#### TE LEZEN FRAGMENT:

···

Eerst verdwijnt het lijf
en daarna de staart.
Na het slikken vliegt hij weg.
Heitman heeft overal woorden voor. Niet alleen kan zij alles in haar biologische tuin bij naam noemen, zij kan met woorden tevens een sfeer oproepen, geuren. Misschien moet je zelf op het land gewerkt hebben om de sfeer optimaal in te voelen, de geuren te ruiken, de locatie en de voorwerpen te herkennen. ‘Kuilgras heeft de geur van heimwee, het versterkt de herfst en verdringt een leven in de stad. Stromest onder je laarzen, betonnen stelconplaten, de stalen staldeur halfopen, lege ligboxen, koeien buiten in de verte, statisch en intrigerend als pionnen op een schaakbord.’ Als ik dit lees ontstijg ik het verhaal. Dan sta ik daar, op die plek, en kijk om me heen en ervaar de geur van heimwee. Weemoed, zou je kunnen zeggen. Je kunt het oproepen met het woord kuilgras als je erop vertrouwt dat de lezer die doordringende zuurzoete geur kent.

···

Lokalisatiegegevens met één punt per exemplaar
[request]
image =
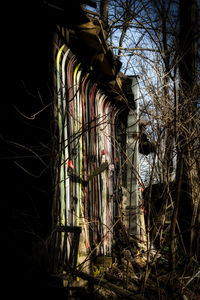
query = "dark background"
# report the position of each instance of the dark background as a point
(25, 200)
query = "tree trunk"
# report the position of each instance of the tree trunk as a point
(104, 13)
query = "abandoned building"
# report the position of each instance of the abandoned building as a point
(71, 100)
(96, 112)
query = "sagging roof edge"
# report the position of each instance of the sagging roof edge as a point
(87, 39)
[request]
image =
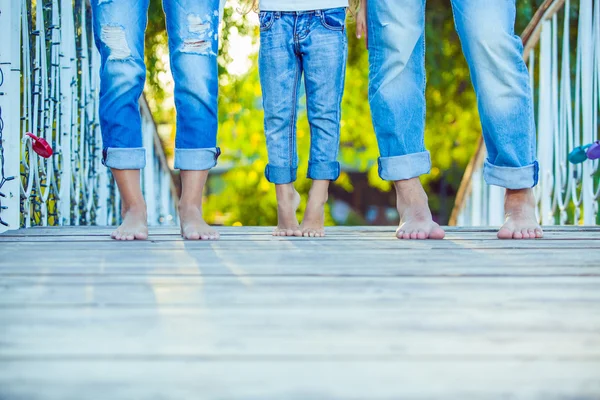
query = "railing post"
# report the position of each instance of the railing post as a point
(10, 110)
(587, 106)
(68, 77)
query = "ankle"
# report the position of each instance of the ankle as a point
(134, 207)
(318, 197)
(519, 198)
(285, 193)
(185, 206)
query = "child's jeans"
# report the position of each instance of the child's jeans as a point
(499, 74)
(192, 26)
(312, 43)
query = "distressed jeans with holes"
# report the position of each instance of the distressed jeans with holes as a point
(499, 76)
(292, 44)
(192, 26)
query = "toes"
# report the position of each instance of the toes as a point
(505, 233)
(141, 236)
(539, 233)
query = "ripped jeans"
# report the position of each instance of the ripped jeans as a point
(193, 27)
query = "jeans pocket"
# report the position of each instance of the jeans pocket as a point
(334, 19)
(267, 18)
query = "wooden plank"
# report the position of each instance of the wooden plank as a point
(97, 333)
(280, 292)
(254, 316)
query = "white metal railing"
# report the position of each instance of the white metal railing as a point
(565, 76)
(49, 86)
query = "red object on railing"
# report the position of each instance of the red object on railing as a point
(40, 146)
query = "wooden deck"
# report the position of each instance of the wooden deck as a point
(355, 315)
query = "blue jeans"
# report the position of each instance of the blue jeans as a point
(312, 43)
(192, 26)
(499, 75)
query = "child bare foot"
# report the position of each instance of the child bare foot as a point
(521, 222)
(313, 223)
(193, 226)
(134, 225)
(288, 201)
(416, 221)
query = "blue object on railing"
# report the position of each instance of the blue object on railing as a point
(593, 152)
(587, 152)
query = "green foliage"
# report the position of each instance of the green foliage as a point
(241, 195)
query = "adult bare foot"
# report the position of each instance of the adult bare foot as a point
(193, 226)
(521, 222)
(416, 221)
(288, 201)
(313, 223)
(134, 225)
(133, 206)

···

#### OPDRACHTEN BIJ OEFENING:
(A) Schrijf uit het fragment over Heitman alles over van "Na het slikken" tot en met "zuurzoete geur kent.", met "verlangen" in plaats van "heimwee".
(B) Beantwoord aan de hand van het fragment over Heitman:
(i) Wat verdwijnt er eerst?
(ii) Naar welk gevoel ruikt kuilgras?
(iii) Waarmee worden de koeien in de verte vergeleken?
(C) Schrijf het fragment over Heitman en haar woorden verder vanaf de laatste zin.

#### ANTWOORDEN OP OPDRACHTEN:
(A)
Na het slikken vliegt hij weg.
Heitman heeft overal woorden voor. Niet alleen kan zij alles in haar biologische tuin bij naam noemen, zij kan met woorden tevens een sfeer oproepen, geuren. Misschien moet je zelf op het land gewerkt hebben om de sfeer optimaal in te voelen, de geuren te ruiken, de locatie en de voorwerpen te herkennen. ‘Kuilgras heeft de geur van verlangen, het versterkt de herfst en verdringt een leven in de stad. Stromest onder je laarzen, betonnen stelconplaten, de stalen staldeur halfopen, lege ligboxen, koeien buiten in de verte, statisch en intrigerend als pionnen op een schaakbord.’ Als ik dit lees ontstijg ik het verhaal. Dan sta ik daar, op die plek, en kijk om me heen en ervaar de geur van verlangen. Weemoed, zou je kunnen zeggen. Je kunt het oproepen met het woord kuilgras als je erop vertrouwt dat de lezer die doordringende zuurzoete geur kent.

(B)
(i) Het lijf.
(ii) Naar heimwee.
(iii) Met pionnen op een schaakbord.

(C)
Over heimwee en weemoed gesproken. Niet eerder las ik zo helder beschreven, weergegeven, de melancholie van het einde van de zomervakantie van zes weken. Als kind ben je je niet bewust van de eindigheid van die zee van tijd. Maar ‘vroeg of laat komt het besef dat die vakantie te overzien, ja afgebakend is. Dan verdwijnt er voorgoed iets onbezorgds, iets wat je de rest van je leven probeert te hervinden. Een vakantie overkomt je nooit meer, eerst tel je de weken, daarna de dagen totdat de gevreesde, laatste zondagavond aanbreekt.’ Hoe herkenbaar! Als scholier bestond die ‘gevreesde’ zondagavond ook elk weekend, na uitgesteld huiswerk voor de volgende maandag.
De roman barst van gevoel, als een tuin die in het voorjaar tot een explosie van groei en productie komt. Maar de woorden houden door de kracht van helderheid controle over de groei en bloei, de emoties. Vanaf het moment dat bij Kiek de diagnose MS is vastgesteld verandert haar leven. Zij is een ander geworden. Het verhaal wordt onderbroken door fragmenten over haar innerlijk gevecht met de ziekte, met haar lichaam, met zichzelf. Emotie (angst) en ratio (relativeren) wisselen elkaar af. Invoelbaar, zonder sentimenteel te worden, larmoyant of pathetisch. Ze was altijd al een ander, al is dit anders.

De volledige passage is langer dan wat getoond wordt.